## EXERCISE BRIEF
Reproduce every line below exactly as written; do not include the images.

[Stored entries]
--- START ---
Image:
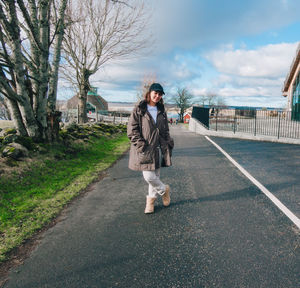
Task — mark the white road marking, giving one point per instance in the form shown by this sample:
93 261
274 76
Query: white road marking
279 204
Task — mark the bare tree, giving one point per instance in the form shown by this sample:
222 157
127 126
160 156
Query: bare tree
31 32
101 30
183 100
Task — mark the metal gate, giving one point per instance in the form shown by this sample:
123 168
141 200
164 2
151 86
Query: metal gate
202 115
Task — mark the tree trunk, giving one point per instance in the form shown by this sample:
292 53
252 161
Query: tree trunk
82 97
57 54
16 116
53 120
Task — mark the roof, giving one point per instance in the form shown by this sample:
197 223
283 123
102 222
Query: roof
292 71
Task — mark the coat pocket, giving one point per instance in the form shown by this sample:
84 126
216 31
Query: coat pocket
145 157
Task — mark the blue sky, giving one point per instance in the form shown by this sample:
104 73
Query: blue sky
239 50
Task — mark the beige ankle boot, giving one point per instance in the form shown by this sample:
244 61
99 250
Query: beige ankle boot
150 205
166 197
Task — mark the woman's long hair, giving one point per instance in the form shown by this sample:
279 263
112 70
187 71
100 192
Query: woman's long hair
147 98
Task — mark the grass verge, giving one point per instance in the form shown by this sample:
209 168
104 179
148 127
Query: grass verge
30 200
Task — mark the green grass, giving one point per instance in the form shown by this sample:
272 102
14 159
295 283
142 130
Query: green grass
30 200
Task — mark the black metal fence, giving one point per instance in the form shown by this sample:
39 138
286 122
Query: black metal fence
256 122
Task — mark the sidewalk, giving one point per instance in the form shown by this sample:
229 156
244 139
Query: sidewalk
197 127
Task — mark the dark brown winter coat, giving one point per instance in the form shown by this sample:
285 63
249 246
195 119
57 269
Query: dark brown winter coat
146 137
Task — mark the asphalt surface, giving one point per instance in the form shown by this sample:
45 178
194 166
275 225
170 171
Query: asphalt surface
219 231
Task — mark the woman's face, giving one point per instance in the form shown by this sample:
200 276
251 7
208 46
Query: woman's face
154 97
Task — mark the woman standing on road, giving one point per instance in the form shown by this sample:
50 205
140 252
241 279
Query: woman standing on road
148 132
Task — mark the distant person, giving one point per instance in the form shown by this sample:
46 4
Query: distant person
148 132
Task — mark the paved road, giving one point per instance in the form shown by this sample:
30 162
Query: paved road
220 230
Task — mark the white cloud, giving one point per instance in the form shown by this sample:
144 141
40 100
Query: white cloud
267 61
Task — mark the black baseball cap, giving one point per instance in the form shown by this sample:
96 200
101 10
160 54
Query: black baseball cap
156 87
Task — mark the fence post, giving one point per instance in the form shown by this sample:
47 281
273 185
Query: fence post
--- END ---
## WRITTEN RESPONSE
Image:
Task — mark the white road marking, giving one point per instance in the form shown by this sample:
93 261
274 76
Query: white road marking
279 204
Task — mark the bare tree, giving one point per instance in the form shown by this sample:
222 157
127 126
160 156
Query: bare tree
31 32
101 30
183 100
Task — mark the metal gate, giving one point per instance in the form shown by this sample:
123 168
141 200
164 2
151 86
Query: metal gate
202 115
Task — mark the tree trunk, giving one point per instance in the form shown by this sample:
292 53
252 161
Query: tree trunk
82 97
57 54
16 116
53 120
Task — mark the roof, giving one point per instance in the form shown by this sample:
197 223
283 123
102 222
Query: roof
292 71
Task — mark the coat pocket, giving one point per instance in the form shown by this sample:
84 126
216 31
Query: coat pocket
145 157
Task — mark the blue sky, giving one point per instance in the form shown by this sample:
104 73
Query: blue sky
239 50
Task — mark the beige ankle boot, giving one point per instance in the form shown by this sample:
244 61
99 250
Query: beige ankle boot
150 205
166 197
Task — mark the woman's long hair, giving one point per instance in the form shown by this sample:
279 263
112 70
187 71
100 192
Query: woman's long hair
147 98
Task — mark the grass verge, giving one point per instance in the form shown by this sample:
209 168
104 179
148 127
Query: grass verge
30 200
Task — mark the green grass, giving one point per instance in the form shown by this sample:
272 102
14 159
295 283
142 130
Query: green grass
30 200
Task — mark the black metal fence, giving one point per instance in the form shown by this sample:
39 138
286 122
Query: black metal fence
256 122
Task — mark the sidewalk, giving one point per instance in the form shown by this sample:
229 156
244 139
Query: sidewalk
197 127
Task — mark the dark brown winter coat, giving one point per instance in the form shown by this sample:
285 63
249 246
195 119
57 269
Query: dark brown winter coat
146 137
Task — mark the asphalt surface, giving one point per instance in the form shown by this sample:
45 178
194 166
275 225
170 171
Query: asphalt surface
219 231
Task — mark the woman's face, giving one point per instance in the form shown by this sample:
200 276
251 7
208 46
Query: woman's face
154 97
Task — mark the woman standing on road, giving one point per instance in the form shown by this sample:
50 205
140 252
241 279
Query: woman standing on road
148 132
Task — mark the distant person, giving one point per instance in the form shown by this sample:
46 4
Query: distant person
148 132
Task — mark the paved road, giving one point per instance in the form shown by this sample:
30 162
Query: paved road
220 230
Task — mark the white cloud, giving one point per instance in the form shown by this sample:
144 141
40 100
Query: white cloud
267 61
Task — mark the black baseball cap, giving one point per instance in the form shown by this sample:
96 200
101 10
160 54
Query: black baseball cap
156 87
Task — mark the fence post, giving one point per instance in the form shown by this sample:
47 281
273 185
Query: fence post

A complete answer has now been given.